======== Supplied data

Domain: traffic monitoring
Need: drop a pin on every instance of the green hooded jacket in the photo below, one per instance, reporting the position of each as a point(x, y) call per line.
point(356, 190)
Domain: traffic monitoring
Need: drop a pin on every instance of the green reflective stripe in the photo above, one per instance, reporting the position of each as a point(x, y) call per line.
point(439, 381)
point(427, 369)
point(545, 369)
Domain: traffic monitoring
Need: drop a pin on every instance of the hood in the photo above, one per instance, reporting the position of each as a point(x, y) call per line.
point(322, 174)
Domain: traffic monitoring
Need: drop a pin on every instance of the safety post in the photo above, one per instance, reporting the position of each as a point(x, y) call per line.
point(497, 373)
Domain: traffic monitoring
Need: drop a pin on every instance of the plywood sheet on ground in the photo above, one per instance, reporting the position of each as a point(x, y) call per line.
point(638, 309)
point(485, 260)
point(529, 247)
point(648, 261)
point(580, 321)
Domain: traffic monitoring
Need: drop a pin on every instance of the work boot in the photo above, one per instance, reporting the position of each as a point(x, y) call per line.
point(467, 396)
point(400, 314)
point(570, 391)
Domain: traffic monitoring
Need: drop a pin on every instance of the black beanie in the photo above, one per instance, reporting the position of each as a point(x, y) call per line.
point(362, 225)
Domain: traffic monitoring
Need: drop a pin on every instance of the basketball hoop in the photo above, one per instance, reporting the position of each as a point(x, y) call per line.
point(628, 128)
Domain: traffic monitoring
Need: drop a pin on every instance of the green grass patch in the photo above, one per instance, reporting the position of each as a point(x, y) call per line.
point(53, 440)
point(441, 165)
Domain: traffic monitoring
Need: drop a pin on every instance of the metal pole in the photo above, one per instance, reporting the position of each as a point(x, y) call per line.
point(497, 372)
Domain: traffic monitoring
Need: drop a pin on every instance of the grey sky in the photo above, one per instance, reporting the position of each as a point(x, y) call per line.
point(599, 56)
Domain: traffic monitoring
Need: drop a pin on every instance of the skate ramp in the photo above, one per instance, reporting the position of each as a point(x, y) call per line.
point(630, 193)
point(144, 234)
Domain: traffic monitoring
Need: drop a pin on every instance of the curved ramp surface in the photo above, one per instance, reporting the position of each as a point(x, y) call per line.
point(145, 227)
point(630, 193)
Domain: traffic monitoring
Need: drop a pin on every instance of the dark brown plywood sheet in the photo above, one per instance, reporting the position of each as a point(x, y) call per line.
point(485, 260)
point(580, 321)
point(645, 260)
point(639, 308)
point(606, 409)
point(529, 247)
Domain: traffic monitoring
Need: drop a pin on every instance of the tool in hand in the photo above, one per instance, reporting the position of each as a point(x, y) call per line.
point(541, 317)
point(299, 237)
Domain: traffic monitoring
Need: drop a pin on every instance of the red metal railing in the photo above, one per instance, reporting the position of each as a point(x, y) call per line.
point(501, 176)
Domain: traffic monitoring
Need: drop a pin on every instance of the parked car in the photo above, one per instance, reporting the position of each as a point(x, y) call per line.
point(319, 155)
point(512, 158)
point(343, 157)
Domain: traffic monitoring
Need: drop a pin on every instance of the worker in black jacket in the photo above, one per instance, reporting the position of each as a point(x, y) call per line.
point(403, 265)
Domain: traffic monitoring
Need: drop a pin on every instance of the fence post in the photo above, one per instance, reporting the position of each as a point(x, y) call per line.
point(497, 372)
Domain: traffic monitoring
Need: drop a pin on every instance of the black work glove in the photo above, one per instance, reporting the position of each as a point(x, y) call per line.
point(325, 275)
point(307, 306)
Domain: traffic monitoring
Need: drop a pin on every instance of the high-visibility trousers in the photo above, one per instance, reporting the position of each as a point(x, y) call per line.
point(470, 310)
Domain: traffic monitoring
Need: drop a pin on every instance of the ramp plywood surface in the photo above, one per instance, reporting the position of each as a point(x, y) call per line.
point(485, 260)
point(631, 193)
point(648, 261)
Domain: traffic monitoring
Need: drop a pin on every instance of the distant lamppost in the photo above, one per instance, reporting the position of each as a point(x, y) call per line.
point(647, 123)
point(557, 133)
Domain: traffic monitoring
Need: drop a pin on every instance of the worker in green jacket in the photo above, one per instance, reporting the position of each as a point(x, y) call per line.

================

> _Task directions_:
Say every entry again, exactly as it reads.

> _Written solution_:
Domain: traffic monitoring
Need: drop a pin on every instance of the green hooded jacket in the photo below, one per instance, reporting the position of each as a point(x, y) call per line.
point(356, 190)
Domain: traffic monitoring
Need: drop a pin on every instance of the green reflective stripe in the photo above, one per instance, reporting the position of each as a point(x, y) call per line.
point(439, 381)
point(427, 369)
point(545, 369)
Domain: traffic monitoring
Need: drop a pin on every instance of the hood in the photo above, one per instance, reporting the position of each as a point(x, y) call per line.
point(322, 174)
Domain: traffic monitoring
Need: drop a pin on every instance of the safety post in the photo above, one per instance, reporting the position of each as a point(x, y) call per line.
point(497, 373)
Domain: traffic monitoring
Need: drop a pin on every instance of the plywood sheet on ground in the photo above, one per instance, reporting the position of each as a point(x, y) call per line.
point(638, 309)
point(485, 260)
point(529, 247)
point(648, 261)
point(580, 321)
Domain: traffic monitoring
Need: drop a pin on every instance of the work boot in the photo above, one per instance, reporting the position of each as a point(x, y) call per line.
point(467, 396)
point(400, 314)
point(570, 391)
Domain: traffic monitoring
Need: drop a pin on every instance of the black beanie in the photo above, one per instance, reporting the position of each as a point(x, y) call per line.
point(362, 225)
Domain: traffic monitoring
Need: drop a pin on every instance of the basketball hoop in the photo above, one per instance, reporting the position of each as a point(x, y) call per line.
point(628, 128)
Domain: traffic monitoring
Need: drop a pin on every instance of the green grass patch in the photo above, one per instance, reporting the position of each as a point(x, y) call per line.
point(53, 440)
point(441, 165)
Domain: traffic monitoring
Need: drop a pin on every instance of the metal pole in the photo above, one per instance, reporting the position of each as a point(x, y) call per line.
point(497, 372)
Domain: traffic monitoring
Need: drop a pin on every instance of the grey sky in the photo above, one per instance, reporting the position of each as a point(x, y) call per line.
point(599, 56)
Domain: traffic monitoring
Need: drop a pin on every instance of the skate ramp in the photo above, one per instance, reporting the position of each as a point(x, y) call per line.
point(630, 193)
point(144, 234)
Domain: traffic monitoring
Need: drop a pin on every instance of the curved ramp surface in the photo above, one per instance, reporting the position of each as a point(x, y) call per line.
point(145, 227)
point(630, 193)
Domain: traffic monitoring
Need: drop a pin on every instance of the dark brown plywood sheet in the photo above, one per instance, reporting the position of each as a point(x, y) call per line.
point(485, 260)
point(580, 321)
point(645, 260)
point(639, 308)
point(606, 409)
point(529, 247)
Domain: traffic monitoring
Need: drop a pin on every instance of the tool in hand in the photo above, one per instance, reporting the position of each as a point(x, y) call per line.
point(541, 317)
point(299, 237)
Domain: traffic monitoring
Need: drop a pin on every instance of the red metal railing in the photo above, one per instance, reporting the position of each as a point(x, y) call per line.
point(501, 176)
Domain: traffic monitoring
Need: drop a pin on every instance of the parked car in the photo above, one per instance, reporting the position of each as a point(x, y) call per line.
point(319, 155)
point(512, 158)
point(343, 157)
Domain: traffic monitoring
Need: drop a pin on every instance of the worker in black jacket in the photo above, one per instance, reporting the position of each as a point(x, y) call per line.
point(403, 265)
Domain: traffic monitoring
Need: drop a pin on every instance of the fence post in the photo above, one per instance, reporting the position of each as a point(x, y) call per line.
point(497, 372)
Domain: traffic monitoring
Need: drop a pin on every instance of the black work glove in the photo above, one per instance, reporting the position of each as a point(x, y) call per line.
point(325, 275)
point(307, 306)
Domain: traffic monitoring
Need: drop a pin on every instance of the high-visibility trousers in the photo above, one per instance, reporting the position of each as a point(x, y) call per line.
point(470, 310)
Domain: traffic monitoring
Need: drop a pin on every instance of the ramp plywood surface in the photo above, one per instance, reporting the position of each as a point(x, y) call per line.
point(485, 260)
point(631, 193)
point(648, 261)
Domain: traffic monitoring
Need: drop a pin on every instance of the distant lamppost in the photo above, one per instance, reporting the position of each as a point(x, y) call per line.
point(647, 123)
point(557, 133)
Domain: traffic monitoring
Need: drop a pin on every instance of the worker in green jacket in the photo above, one per instance, reporting the position of each as a point(x, y) call per line.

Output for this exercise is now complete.